──────── Trecho fornecido

De acordo com a rede britânica BBC, os bebês têm um mecanismo de regulação de temperatura corporal subdesenvolvido, podendo desenvolver hipotermia facilmente em um ambiente frio. Bebês prematuros são especialmente vulneráveis.
A família Batran, deslocada várias vezes pela guerra, sobrevive atualmente sob uma barraca improvisada em Deir el-Balah, feita de cobertores e tecidos gastos. Assim como centenas de outras pessoas deslocadas que agora moram em acampamentos, eles lutaram para se manter aquecidos e secos em meio a fortes chuvas e temperaturas que caíram para 8 ºC.
— Não temos cobertores suficientes ou roupas adequadas. Vi como meu bebê começou a congelar, sua pele ficou azul e então ele morreu — lembra Noura al-Batran.
Os gêmeos nasceram prematuros e, segundo ela, o médico decidiu retirar os bebês da incubadora mesmo que a família não tivesse acesso à calefação. Em um tapete encharcado de chuva, o pai abraçou firmemente os filhos mais velhos com cobertores e panos em um canto da barraca.

────────────────
──────── Trechos de dados

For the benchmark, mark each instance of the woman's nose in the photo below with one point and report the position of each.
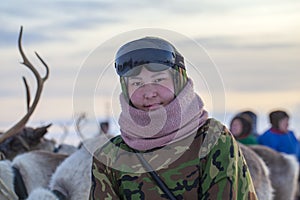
(149, 91)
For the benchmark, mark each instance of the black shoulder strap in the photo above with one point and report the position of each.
(19, 186)
(155, 177)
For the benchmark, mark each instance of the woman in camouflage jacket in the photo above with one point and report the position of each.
(168, 148)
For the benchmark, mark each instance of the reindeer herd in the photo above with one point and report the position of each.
(32, 168)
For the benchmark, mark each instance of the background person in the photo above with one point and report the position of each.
(278, 136)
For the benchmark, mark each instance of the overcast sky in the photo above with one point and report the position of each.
(254, 45)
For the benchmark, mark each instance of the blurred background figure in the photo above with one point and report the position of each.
(104, 127)
(279, 137)
(241, 128)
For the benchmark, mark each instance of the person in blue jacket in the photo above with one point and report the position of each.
(279, 137)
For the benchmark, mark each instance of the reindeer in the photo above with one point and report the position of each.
(19, 139)
(72, 178)
(259, 173)
(284, 171)
(27, 172)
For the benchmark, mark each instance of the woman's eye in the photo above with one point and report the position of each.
(137, 84)
(158, 80)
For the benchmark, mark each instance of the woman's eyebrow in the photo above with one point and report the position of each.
(158, 74)
(135, 78)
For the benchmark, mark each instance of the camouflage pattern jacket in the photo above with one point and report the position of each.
(206, 165)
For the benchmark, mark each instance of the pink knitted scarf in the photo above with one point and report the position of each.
(182, 117)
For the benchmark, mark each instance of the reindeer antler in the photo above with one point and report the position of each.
(40, 83)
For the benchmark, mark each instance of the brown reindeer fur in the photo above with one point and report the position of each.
(6, 181)
(259, 173)
(37, 167)
(284, 171)
(73, 177)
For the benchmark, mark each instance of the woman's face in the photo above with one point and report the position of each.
(236, 127)
(284, 124)
(151, 90)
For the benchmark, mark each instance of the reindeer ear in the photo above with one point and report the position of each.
(40, 132)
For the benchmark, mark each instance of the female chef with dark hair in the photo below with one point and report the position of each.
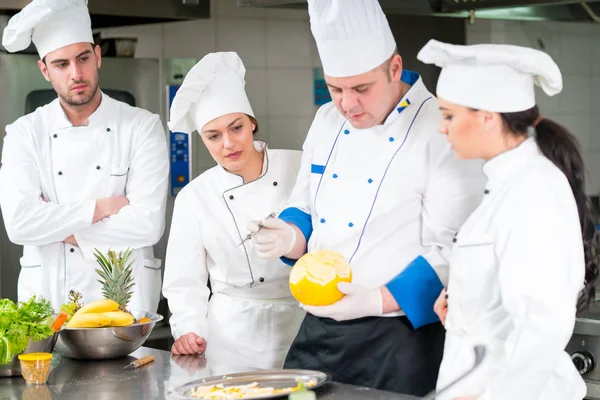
(251, 318)
(522, 264)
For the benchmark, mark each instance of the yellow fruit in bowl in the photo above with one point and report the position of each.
(314, 277)
(119, 318)
(91, 320)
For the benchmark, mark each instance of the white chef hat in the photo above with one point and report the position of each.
(50, 24)
(492, 77)
(213, 87)
(352, 36)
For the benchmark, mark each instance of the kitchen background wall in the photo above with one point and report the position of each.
(279, 53)
(574, 47)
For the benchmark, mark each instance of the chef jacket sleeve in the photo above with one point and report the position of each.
(185, 283)
(28, 219)
(453, 190)
(298, 210)
(541, 271)
(141, 223)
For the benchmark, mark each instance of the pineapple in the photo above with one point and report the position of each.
(115, 272)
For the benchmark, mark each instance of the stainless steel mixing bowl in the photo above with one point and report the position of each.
(105, 343)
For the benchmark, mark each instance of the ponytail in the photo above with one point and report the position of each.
(562, 148)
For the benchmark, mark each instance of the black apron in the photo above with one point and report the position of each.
(376, 352)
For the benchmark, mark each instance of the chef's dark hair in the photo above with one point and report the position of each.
(562, 148)
(255, 122)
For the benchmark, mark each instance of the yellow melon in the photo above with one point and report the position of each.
(314, 277)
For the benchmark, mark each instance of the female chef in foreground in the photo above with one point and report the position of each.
(251, 318)
(521, 264)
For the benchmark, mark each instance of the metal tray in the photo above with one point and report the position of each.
(278, 379)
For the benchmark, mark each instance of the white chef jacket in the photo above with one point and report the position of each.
(516, 271)
(51, 175)
(251, 318)
(385, 195)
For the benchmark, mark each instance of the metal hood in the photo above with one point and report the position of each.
(107, 13)
(532, 10)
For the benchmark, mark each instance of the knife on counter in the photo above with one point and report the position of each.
(139, 362)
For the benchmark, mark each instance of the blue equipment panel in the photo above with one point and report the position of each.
(179, 154)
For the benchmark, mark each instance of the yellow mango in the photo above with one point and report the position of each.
(119, 318)
(92, 320)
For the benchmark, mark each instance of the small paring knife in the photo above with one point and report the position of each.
(139, 362)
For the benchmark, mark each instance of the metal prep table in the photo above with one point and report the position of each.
(99, 380)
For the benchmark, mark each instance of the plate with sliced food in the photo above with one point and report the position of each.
(268, 384)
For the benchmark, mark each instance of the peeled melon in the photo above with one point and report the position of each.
(314, 277)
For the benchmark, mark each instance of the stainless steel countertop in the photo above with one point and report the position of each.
(99, 380)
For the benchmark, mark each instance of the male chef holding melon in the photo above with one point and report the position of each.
(379, 185)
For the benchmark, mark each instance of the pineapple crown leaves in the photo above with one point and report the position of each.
(115, 270)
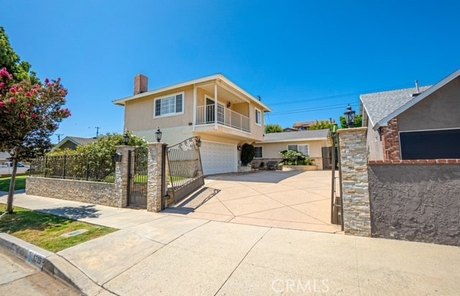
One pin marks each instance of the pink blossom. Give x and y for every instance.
(4, 73)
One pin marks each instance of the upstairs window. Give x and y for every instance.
(258, 117)
(170, 105)
(258, 152)
(300, 148)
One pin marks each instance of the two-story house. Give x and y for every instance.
(213, 108)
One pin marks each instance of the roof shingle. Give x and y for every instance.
(380, 105)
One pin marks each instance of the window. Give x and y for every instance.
(258, 152)
(170, 105)
(300, 148)
(258, 117)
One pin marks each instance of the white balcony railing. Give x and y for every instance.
(225, 116)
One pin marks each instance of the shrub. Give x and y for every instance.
(292, 157)
(247, 154)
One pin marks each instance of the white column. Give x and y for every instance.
(215, 105)
(194, 107)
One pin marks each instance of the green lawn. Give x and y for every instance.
(20, 183)
(45, 230)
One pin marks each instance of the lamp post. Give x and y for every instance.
(158, 135)
(126, 138)
(350, 117)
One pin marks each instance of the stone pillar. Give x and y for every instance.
(355, 185)
(154, 192)
(391, 144)
(121, 175)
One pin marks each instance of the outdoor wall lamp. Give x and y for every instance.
(117, 157)
(158, 135)
(350, 117)
(126, 138)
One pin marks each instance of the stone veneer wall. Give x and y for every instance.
(391, 144)
(77, 190)
(355, 189)
(416, 200)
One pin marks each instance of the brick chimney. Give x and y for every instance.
(141, 84)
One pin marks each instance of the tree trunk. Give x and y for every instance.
(9, 207)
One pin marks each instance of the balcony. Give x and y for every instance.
(206, 115)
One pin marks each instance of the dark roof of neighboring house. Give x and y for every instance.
(382, 107)
(79, 141)
(297, 136)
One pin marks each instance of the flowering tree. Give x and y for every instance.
(29, 114)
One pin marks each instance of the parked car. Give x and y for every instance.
(7, 168)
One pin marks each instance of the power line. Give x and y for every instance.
(317, 108)
(314, 99)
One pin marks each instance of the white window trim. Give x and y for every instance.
(262, 150)
(260, 123)
(167, 96)
(308, 147)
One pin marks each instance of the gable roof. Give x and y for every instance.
(309, 135)
(379, 105)
(79, 141)
(384, 106)
(122, 101)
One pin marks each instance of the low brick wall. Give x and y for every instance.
(416, 200)
(84, 191)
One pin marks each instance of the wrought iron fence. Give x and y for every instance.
(185, 170)
(74, 167)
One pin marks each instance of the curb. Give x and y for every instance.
(51, 263)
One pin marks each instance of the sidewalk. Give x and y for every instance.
(171, 255)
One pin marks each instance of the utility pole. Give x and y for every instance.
(97, 131)
(59, 137)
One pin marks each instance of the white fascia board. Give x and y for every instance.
(122, 101)
(292, 140)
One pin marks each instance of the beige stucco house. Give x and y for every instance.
(308, 142)
(213, 108)
(415, 123)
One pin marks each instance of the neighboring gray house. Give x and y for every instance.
(415, 123)
(73, 142)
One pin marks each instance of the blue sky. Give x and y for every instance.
(306, 59)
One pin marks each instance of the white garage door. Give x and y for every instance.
(218, 158)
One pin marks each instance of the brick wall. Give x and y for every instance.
(391, 144)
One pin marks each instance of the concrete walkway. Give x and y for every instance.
(171, 255)
(291, 200)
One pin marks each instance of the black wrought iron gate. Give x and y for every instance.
(184, 168)
(137, 177)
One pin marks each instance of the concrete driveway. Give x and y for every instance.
(292, 200)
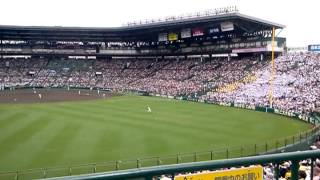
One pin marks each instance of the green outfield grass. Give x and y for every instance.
(71, 133)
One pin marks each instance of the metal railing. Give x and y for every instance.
(280, 145)
(149, 173)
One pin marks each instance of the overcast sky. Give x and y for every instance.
(300, 17)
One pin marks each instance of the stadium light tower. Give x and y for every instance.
(271, 81)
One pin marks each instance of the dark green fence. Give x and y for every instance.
(298, 142)
(149, 173)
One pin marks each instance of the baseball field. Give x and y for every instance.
(44, 134)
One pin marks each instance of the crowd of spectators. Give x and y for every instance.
(296, 85)
(238, 80)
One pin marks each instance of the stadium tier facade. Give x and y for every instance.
(227, 32)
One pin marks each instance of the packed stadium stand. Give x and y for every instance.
(220, 58)
(244, 81)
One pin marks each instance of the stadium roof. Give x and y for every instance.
(140, 32)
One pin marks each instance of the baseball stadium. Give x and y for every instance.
(157, 97)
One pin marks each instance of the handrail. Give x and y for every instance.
(219, 153)
(148, 172)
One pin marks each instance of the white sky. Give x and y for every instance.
(300, 17)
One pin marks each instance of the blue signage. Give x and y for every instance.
(314, 48)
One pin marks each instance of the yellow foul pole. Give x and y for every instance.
(273, 71)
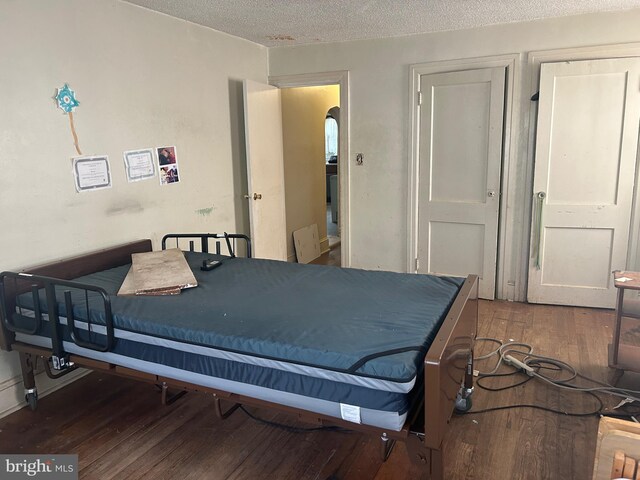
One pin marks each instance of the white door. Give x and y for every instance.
(460, 155)
(265, 170)
(586, 148)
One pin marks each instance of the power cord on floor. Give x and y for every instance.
(291, 429)
(520, 356)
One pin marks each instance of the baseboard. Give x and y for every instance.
(324, 245)
(12, 391)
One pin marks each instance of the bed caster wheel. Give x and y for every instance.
(463, 400)
(463, 405)
(32, 400)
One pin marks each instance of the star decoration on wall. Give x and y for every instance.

────────────────

▶ Proposta de tarefa 1
Transcreva, do texto sobre a família Batran, a passagem que começa em "De acordo com" e vai até "lembra Noura al-Batran.".
▶ Proposta de tarefa 2
Escreva a continuação do texto sobre a família Batran, retomando-o logo após a última frase apresentada.

▶ Resposta escrita 1
De acordo com a rede britânica BBC, os bebês têm um mecanismo de regulação de temperatura corporal subdesenvolvido, podendo desenvolver hipotermia facilmente em um ambiente frio. Bebês prematuros são especialmente vulneráveis.
A família Batran, deslocada várias vezes pela guerra, sobrevive atualmente sob uma barraca improvisada em Deir el-Balah, feita de cobertores e tecidos gastos. Assim como centenas de outras pessoas deslocadas que agora moram em acampamentos, eles lutaram para se manter aquecidos e secos em meio a fortes chuvas e temperaturas que caíram para 8 ºC.
— Não temos cobertores suficientes ou roupas adequadas. Vi como meu bebê começou a congelar, sua pele ficou azul e então ele morreu — lembra Noura al-Batran.

▶ Resposta escrita 2
O diretor regional do Fundo das Nações Unidas para a Infância (Unicef), Edouard Beigbeder, disse que as mortes "evitáveis" desses bebês "expõem as condições desesperadoras e deteriorantes enfrentadas por famílias e crianças em Gaza". Argumentou que, com "a previsão de que as temperaturas cairão ainda mais nos próximos dias, é tragicamente previsível que mais vidas de crianças sejam perdidas devido às condições desumanas que estão enfrentando."
'Tudo leva à morte'
Assim como milhares de outras famílias, os pais do bebê falecido sobrevivem em meio a uma grave escassez de alimentos, combustível e medicamentos. As Nações Unidas já alertaram para o colapso iminente do sistema de saúde em Gaza. Desde o início da guerra, em outubro de 2023, até 30 de junho passado, Israel realizou pelo menos 136 ataques contra 27 hospitais e outras 12 instalações médicas, nos quais 500 profissionais de saúde morreram, cometendo possíveis crimes de guerra e contra a Humanidade, alertou o Escritório da ONU para os Direitos Humanos.
Em Khan Yunis, no sul da Faixa de Gaza, Mahmoud al-Fasih também diz que encontrou a sua filha, Seela, "congelada pelo frio" na sua pequena barraca perto da praia de al-Mawasi. A família de al-Fasih foi deslocada pelo conflito mais de dez vezes. À BBC, a mãe, Nariman al-Najmeh, disse ter acordado de manhã e relatado ao marido que a bebê não se mexia há algum tempo. Foi então que a mulher reparou que seu rosto "estava azul, [e a bebê estava] mordendo a língua, com sangue saindo pela boca".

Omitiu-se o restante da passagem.